#### [EXERCISE DIRECTIONS]
Return the material word for word. Do not include the pictures.

#### [AVAILABLE DATA]

┄┄┄┄┄┄┄┄┄┄

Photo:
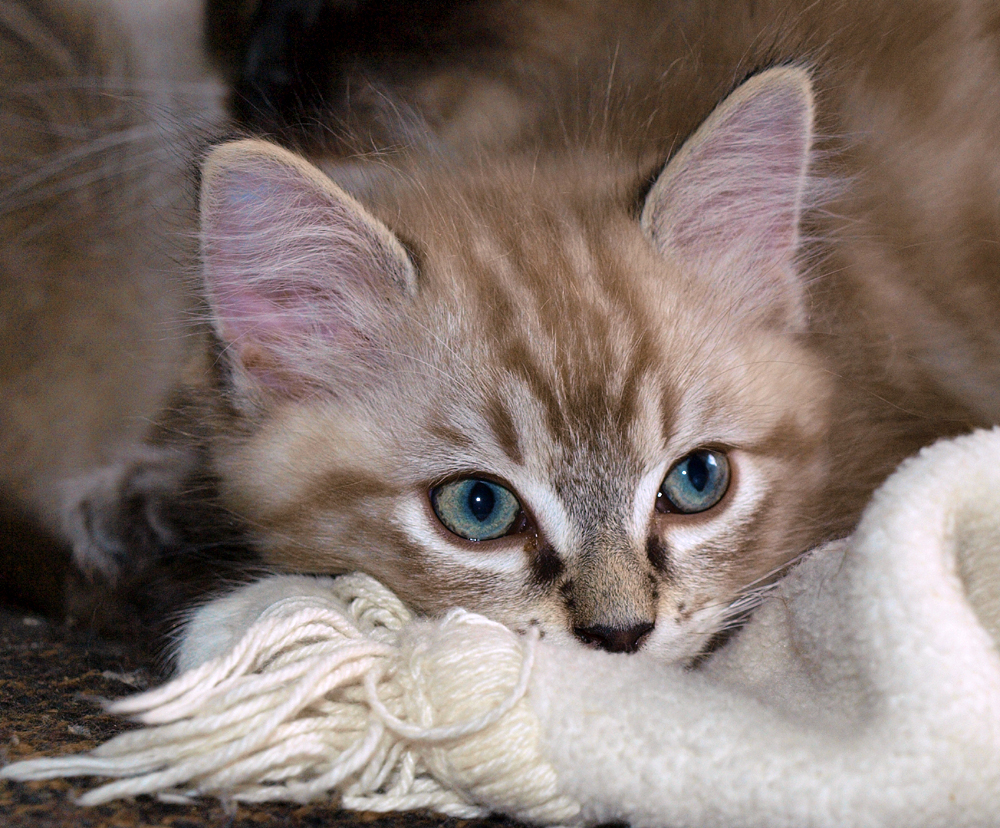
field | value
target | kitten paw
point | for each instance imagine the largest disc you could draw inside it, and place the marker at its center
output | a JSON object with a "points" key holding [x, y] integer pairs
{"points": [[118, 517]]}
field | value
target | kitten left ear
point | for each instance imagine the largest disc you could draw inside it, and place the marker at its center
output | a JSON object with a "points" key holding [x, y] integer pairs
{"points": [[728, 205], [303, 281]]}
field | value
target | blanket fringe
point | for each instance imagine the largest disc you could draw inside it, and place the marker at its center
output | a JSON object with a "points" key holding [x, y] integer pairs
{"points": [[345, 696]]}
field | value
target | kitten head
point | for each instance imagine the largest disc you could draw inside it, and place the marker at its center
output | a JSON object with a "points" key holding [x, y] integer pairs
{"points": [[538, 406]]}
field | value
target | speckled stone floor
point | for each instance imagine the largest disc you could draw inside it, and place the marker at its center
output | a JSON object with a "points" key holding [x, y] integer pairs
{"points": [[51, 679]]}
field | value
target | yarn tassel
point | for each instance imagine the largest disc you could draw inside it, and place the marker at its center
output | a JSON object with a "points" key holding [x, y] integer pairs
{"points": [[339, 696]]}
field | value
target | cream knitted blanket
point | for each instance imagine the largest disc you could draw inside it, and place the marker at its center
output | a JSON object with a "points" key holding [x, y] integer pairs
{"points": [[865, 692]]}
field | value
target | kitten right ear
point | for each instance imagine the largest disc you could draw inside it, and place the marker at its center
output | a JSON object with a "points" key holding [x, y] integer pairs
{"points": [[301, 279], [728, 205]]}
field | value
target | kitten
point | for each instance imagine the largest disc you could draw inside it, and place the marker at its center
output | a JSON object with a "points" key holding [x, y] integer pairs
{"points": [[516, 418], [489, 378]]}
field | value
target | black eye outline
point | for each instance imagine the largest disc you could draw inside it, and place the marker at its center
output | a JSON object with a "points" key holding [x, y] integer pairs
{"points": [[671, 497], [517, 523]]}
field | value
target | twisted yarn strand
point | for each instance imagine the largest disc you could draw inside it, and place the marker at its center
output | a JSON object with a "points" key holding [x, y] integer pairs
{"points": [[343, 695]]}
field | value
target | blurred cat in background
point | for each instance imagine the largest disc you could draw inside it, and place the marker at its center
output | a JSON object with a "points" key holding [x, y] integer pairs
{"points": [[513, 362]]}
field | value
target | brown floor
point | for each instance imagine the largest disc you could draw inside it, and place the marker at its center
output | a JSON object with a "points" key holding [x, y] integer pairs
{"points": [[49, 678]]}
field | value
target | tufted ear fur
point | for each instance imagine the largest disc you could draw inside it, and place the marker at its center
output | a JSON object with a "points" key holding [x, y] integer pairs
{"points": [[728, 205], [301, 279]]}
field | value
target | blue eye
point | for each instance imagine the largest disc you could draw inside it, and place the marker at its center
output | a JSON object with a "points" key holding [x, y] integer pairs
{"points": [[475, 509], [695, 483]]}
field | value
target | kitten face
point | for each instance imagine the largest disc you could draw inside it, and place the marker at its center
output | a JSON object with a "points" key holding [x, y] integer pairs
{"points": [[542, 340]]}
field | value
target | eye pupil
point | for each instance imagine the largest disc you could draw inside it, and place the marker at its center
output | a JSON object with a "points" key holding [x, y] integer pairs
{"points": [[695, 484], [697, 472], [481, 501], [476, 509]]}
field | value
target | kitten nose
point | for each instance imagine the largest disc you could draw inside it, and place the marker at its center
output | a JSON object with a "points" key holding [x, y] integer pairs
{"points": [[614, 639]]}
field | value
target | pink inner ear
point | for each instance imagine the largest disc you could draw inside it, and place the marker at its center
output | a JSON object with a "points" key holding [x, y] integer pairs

┄┄┄┄┄┄┄┄┄┄

#### [EXPECTED OUTPUT]
Photo:
field | value
target | kitten paw
point | for each instance imagine the largest disc you could draw inside it, and place the marker at its center
output | a JSON object with a "points" key holding [x, y] integer pairs
{"points": [[118, 517]]}
field | value
target | kitten left ear
point | for each instance imagine the largest disc you could draw inside it, and place the marker at its center
output | a JSON object with a "points" key holding [x, y] integer pairs
{"points": [[728, 205], [303, 281]]}
field | value
target | blanket fringe
point | for each instance imagine the largest disc you could draw inside it, and place the marker at its center
output | a JSON object with a "points" key holding [x, y] integer pairs
{"points": [[345, 696]]}
field | value
target | kitten head
point | for each instance imagine the largest disc you could draw inside it, and place the marker at its center
output | a JSON object with a "points" key holding [x, y] integer pairs
{"points": [[538, 406]]}
field | value
target | speckled stone floor
point | for each instance imagine the largest disc you could draw inside it, and place the marker at its center
output | a JSON object with a "points" key holding [x, y] integer pairs
{"points": [[51, 679]]}
field | value
target | yarn tassel
point | for each instance imagine the largest disc you could draw inside it, and place the marker at its center
output | a JSON object with a "points" key holding [x, y] integer pairs
{"points": [[339, 696]]}
field | value
target | cream knitted blanket
point | for each instance imagine the largest disc you could draw inside it, and place the marker at its center
output | a JSON object with a "points" key holding [x, y] integer pairs
{"points": [[865, 692]]}
field | value
target | kitten right ear
point | for each instance imagine the largest disc you could draw inside it, and place the marker at its center
output | a JSON object with a "points" key holding [x, y] integer pairs
{"points": [[301, 279], [728, 205]]}
field | value
target | kitten
point | for each instance imagine the largest disc you could draw inside it, and place the marker at its center
output | a JSON object with a "points" key holding [x, y] integer pairs
{"points": [[516, 418], [489, 378]]}
field | value
target | black eye outline
point | for each instance imagine the largest disc you could draw inside it, and place the marker at its center
output | a JSON object with a "points" key holding [x, y] integer pairs
{"points": [[671, 497], [517, 523]]}
field | value
target | twisted yarn strand
point | for each instance imagine the largest disc you could draw inside it, and place the marker at its center
output | a JSON object with a "points" key holding [x, y] integer pairs
{"points": [[343, 695]]}
field | value
target | blurred cat in background
point | for each instance imagine the largest disc you could draw inside it, and place the marker at its center
output | a JSON object with a "points" key holding [x, y] integer pairs
{"points": [[513, 362]]}
field | value
target | brown floor
point | for each instance imagine the largest disc you could draw inside it, and place the marker at its center
output | a JSON object with a "points" key holding [x, y] integer pairs
{"points": [[49, 678]]}
field | value
target | tufted ear fur
point | for each instance imagine the largest disc you could draw inside it, and place the marker at its center
output | a JSON object with a "points" key holding [x, y] integer pairs
{"points": [[728, 205], [301, 279]]}
field | value
target | blue eye
point | for each instance imagine the largest disc you could draw inside it, and place the marker at its center
output | a JSON object with a "points" key holding [x, y] integer pairs
{"points": [[475, 509], [695, 483]]}
field | value
target | kitten face
point | for each instance imagine the largest disc you could draw inside it, and place the marker at its center
output | a JSON object with a "points" key holding [x, y] integer pairs
{"points": [[542, 340]]}
field | value
target | eye pupil
point | for each instance imagine the largest disc you could draw inside it, and place the marker at its center
output | a JSON object with a "points" key holding [x, y] integer pairs
{"points": [[695, 484], [697, 472], [481, 501], [476, 509]]}
field | value
target | kitten nose
point | for each instance imagine the largest disc you could draw inside it, and place the marker at its center
output | a JSON object with a "points" key holding [x, y] integer pairs
{"points": [[614, 639]]}
field | value
target | pink inner ear
point | for each instance imagine the largest disc you could draw inside it, and place the marker at its center
output | a JSON object with a "points" key holding [x, y] integer pairs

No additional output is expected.